▸ **AIM**
Will you write out all the entries below exactly?

▼

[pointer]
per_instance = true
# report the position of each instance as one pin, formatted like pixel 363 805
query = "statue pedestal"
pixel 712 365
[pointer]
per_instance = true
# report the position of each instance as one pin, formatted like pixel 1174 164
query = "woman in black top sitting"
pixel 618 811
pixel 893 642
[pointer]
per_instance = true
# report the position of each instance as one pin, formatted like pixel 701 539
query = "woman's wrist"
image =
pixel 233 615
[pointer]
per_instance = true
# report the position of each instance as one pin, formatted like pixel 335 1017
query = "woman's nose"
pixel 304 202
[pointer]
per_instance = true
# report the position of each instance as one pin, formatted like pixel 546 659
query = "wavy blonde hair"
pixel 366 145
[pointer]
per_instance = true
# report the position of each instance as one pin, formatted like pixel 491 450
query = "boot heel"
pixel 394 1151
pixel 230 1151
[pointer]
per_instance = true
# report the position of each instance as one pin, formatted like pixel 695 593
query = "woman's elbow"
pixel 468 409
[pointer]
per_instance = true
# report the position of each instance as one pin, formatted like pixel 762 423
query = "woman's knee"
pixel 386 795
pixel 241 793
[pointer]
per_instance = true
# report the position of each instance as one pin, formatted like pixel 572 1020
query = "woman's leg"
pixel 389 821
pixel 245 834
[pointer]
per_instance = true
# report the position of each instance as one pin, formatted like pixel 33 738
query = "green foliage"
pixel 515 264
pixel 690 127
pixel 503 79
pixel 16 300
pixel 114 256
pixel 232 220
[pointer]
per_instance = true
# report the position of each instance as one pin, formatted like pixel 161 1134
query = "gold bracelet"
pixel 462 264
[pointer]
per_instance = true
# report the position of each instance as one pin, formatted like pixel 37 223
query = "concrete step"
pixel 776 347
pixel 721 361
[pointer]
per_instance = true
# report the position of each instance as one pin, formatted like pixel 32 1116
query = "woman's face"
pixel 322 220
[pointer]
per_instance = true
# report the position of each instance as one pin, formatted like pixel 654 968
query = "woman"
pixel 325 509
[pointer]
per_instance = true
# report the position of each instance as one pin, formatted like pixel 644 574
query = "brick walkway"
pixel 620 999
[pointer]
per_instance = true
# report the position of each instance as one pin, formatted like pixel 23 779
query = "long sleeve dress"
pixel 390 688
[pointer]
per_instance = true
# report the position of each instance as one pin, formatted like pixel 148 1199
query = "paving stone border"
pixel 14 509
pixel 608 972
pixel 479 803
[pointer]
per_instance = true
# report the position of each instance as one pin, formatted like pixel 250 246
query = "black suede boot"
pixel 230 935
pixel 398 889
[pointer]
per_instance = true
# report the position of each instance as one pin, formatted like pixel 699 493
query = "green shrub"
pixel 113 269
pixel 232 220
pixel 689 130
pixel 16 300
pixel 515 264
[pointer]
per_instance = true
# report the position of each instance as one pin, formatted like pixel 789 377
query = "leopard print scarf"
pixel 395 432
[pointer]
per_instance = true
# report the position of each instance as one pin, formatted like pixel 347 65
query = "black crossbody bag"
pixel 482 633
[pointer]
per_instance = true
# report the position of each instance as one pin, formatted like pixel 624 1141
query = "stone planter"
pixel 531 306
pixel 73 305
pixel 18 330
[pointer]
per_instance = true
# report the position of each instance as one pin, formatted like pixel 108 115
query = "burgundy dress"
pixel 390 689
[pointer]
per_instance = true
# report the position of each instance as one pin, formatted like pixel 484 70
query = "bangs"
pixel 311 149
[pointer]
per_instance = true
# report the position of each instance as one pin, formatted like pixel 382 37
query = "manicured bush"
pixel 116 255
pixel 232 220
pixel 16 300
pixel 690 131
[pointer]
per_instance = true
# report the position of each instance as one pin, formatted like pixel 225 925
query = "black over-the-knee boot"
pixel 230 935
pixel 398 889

▲

▸ **THE REPLY**
[pointer]
per_instance = true
# report the position of each instance as one pin, formatted like pixel 363 805
query = "statue pedestal"
pixel 712 365
[pointer]
per_instance = true
# report the position of each instance as one pin, formatted like pixel 1174 164
query = "woman in black top sitting"
pixel 618 811
pixel 893 642
[pointer]
per_instance = true
# report the position of each instance as one pin, formatted like pixel 701 539
query = "woman's wrist"
image =
pixel 233 615
[pointer]
per_instance = true
# report the position of each instance as one pin, formatted like pixel 335 1017
query = "woman's nose"
pixel 304 202
[pointer]
per_instance = true
# report the position of each instance as one pin, formatted like pixel 546 659
query = "wavy blonde hair"
pixel 366 145
[pointer]
per_instance = true
# report the position of each instance as one pin, formatted like pixel 491 450
query = "boot heel"
pixel 394 1151
pixel 230 1151
[pointer]
per_instance = true
# report the position of each instance as one pin, formatted like pixel 695 593
query = "woman's elbow"
pixel 468 409
[pointer]
per_instance = true
# report the position of each instance as one pin, formatted like pixel 762 423
query = "woman's knee"
pixel 386 795
pixel 241 793
[pointer]
per_instance = true
# report the position of each instance as one pin, formatted like pixel 572 1020
query = "woman's leg"
pixel 389 821
pixel 245 834
[pointer]
per_instance = true
# report the position of each instance as one pin, formatted like pixel 33 738
query = "green foliage"
pixel 515 264
pixel 690 127
pixel 503 79
pixel 16 300
pixel 114 256
pixel 232 220
[pointer]
per_instance = true
# report the position of each instance as one pin, formatted like pixel 161 1134
query = "gold bracelet"
pixel 462 264
[pointer]
per_instance = true
# report the position of each instance as one pin, formatted like pixel 37 223
query = "concrete step"
pixel 776 347
pixel 721 361
[pointer]
per_instance = true
# report the position of each instance as one pin, formatted like pixel 32 1116
query = "woman's face"
pixel 322 220
[pointer]
per_instance = true
# report the position of each instance as one pin, formatted like pixel 654 968
query = "woman"
pixel 325 509
[pointer]
per_instance = true
# report the position of each instance as one pin, formatted like pixel 644 574
query = "brick walkway"
pixel 620 999
[pointer]
per_instance = true
# report the position of each instance as one pin, formatted like pixel 23 779
query = "long sleeve dress"
pixel 390 688
[pointer]
per_instance = true
# report the position of each instance as one pin, formatted like pixel 148 1199
query = "paving stone border"
pixel 14 509
pixel 608 972
pixel 479 803
[pointer]
per_instance = true
# report the position of each instance as one pin, formatted like pixel 250 246
query = "black suede boot"
pixel 230 935
pixel 398 889
[pointer]
per_instance = true
# report the position of each instance as one pin, formatted like pixel 699 493
query = "green shrub"
pixel 113 269
pixel 232 220
pixel 689 130
pixel 16 300
pixel 515 264
[pointer]
per_instance = true
# report the position of each instance as one pin, formatted like pixel 789 377
query = "leopard print scarf"
pixel 395 432
[pointer]
per_instance = true
# report the position of each instance as one pin, formatted like pixel 347 65
query = "black crossbody bag"
pixel 482 633
[pointer]
per_instance = true
# report the position of each instance as one pin, formatted like pixel 624 1141
query = "stone planter"
pixel 531 306
pixel 73 305
pixel 18 330
[pointer]
per_instance = true
# report the position of each instance as one pin, formatted like pixel 108 115
query = "burgundy dress"
pixel 390 689
[pointer]
per_instance = true
# report the position of each instance as one pin, formatted like pixel 484 70
query = "bangs"
pixel 311 149
[pointer]
per_instance = true
# report the position of each instance as one pin, formatted like pixel 382 37
query = "manicured bush"
pixel 116 255
pixel 232 220
pixel 16 300
pixel 690 131
[pointer]
per_instance = true
# report the position of each instance as one pin, formatted like pixel 225 925
query = "black over-the-knee boot"
pixel 230 935
pixel 398 889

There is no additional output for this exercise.